Jackson said she has worked with families to get out this relationship pattern time and time again.  

“One of the biggest things people can do in order to heal from something is they have to be real about it,” she said adding that oftentimes it takes a family tragedy for family members to come together and reconcile. When reconciling, a professional should be in the mix and help if necessary. “Because in our community we don’t [always] see professionals. A professional is skilled and equipped to navigate.”   

Others agree.  

In a Black studies journal, “A Qualitative Study of the Black Mother-Daughter Relationship: Lessons Learned About Self-Esteem, Coping, and Resilience,” researchers discovered that Black women are “less likely to receive emotional support from kin networks or friends,” which suggests that countless Black women may feel uncomfortable sharing their “emotional challenges or weaknesses” due taking on that strong Black woman trope.  

“Moreover, they found that African American mothers may interact differently with their daughters than with their sons. Mothers used more behavioral control with their daughters and used more validation and support with their sons,” according to the journal.

________

THINGS TO DO:
1) Answer these questions from the passage on Black mother-daughter relationships.
(a) According to Jackson, what do people have to do in order to heal from something?
(b) Who should be in the mix when family members reconcile?
(c) What did mothers use more of with their sons?
2) Copy the passage on Black mother-daughter relationships from "Others agree." to "Black woman trope.", replacing "journal" with "publication".

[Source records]
________

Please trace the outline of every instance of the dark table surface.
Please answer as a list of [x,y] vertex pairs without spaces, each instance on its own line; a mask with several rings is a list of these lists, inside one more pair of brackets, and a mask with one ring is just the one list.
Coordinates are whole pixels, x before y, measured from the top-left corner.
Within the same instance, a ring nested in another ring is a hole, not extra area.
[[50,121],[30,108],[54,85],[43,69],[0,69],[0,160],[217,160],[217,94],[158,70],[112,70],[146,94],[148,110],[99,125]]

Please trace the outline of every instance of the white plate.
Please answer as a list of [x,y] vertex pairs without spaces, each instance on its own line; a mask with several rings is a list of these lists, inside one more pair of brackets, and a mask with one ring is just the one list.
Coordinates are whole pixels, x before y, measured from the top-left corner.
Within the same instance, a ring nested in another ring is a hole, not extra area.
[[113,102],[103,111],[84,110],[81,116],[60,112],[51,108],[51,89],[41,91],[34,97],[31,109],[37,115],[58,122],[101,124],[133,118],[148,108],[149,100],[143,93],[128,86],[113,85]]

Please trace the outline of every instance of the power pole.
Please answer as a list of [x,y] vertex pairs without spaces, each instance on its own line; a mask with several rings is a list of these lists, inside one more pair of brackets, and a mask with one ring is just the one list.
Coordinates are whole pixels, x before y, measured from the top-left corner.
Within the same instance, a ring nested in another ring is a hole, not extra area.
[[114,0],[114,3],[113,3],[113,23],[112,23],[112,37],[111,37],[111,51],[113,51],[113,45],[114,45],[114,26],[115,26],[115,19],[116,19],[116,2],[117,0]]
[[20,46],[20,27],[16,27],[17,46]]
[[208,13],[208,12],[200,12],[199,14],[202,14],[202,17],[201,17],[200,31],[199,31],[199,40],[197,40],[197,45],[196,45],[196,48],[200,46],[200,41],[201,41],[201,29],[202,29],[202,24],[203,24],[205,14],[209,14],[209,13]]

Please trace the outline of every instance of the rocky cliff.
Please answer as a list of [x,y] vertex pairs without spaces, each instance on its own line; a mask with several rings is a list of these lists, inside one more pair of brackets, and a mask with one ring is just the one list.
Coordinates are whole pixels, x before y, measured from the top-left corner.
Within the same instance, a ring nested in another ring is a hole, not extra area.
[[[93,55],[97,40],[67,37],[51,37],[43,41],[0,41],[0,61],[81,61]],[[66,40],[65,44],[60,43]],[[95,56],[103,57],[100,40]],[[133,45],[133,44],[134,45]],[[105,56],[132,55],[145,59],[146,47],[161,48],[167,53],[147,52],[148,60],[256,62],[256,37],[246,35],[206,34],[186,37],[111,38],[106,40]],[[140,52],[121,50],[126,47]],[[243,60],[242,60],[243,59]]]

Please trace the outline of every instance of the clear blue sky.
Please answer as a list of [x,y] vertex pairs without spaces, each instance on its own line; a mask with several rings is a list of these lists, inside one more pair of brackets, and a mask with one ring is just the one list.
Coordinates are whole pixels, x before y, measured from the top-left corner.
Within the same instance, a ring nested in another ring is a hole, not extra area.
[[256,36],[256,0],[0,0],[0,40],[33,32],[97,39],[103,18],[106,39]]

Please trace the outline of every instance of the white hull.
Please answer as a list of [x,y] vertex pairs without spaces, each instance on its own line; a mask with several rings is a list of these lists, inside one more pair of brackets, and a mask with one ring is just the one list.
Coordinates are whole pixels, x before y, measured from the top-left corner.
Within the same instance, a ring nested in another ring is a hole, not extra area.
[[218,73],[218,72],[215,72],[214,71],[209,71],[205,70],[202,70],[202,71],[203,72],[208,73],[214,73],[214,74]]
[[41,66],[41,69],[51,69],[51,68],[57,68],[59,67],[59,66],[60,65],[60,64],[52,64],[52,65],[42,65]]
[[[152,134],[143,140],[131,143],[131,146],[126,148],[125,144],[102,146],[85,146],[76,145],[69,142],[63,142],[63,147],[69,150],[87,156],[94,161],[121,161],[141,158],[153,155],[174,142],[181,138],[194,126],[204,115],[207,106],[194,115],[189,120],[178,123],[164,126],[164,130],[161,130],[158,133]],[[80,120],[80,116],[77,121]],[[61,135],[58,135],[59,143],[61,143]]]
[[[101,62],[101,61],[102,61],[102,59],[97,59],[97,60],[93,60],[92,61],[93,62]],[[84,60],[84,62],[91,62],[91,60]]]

________

SOLUTIONS IN ORDER:
1)
(a) They have to be real about it.
(b) A professional.
(c) More validation and support.

2)
Others agree.  

In a Black studies publication, “A Qualitative Study of the Black Mother-Daughter Relationship: Lessons Learned About Self-Esteem, Coping, and Resilience,” researchers discovered that Black women are “less likely to receive emotional support from kin networks or friends,” which suggests that countless Black women may feel uncomfortable sharing their “emotional challenges or weaknesses” due taking on that strong Black woman trope.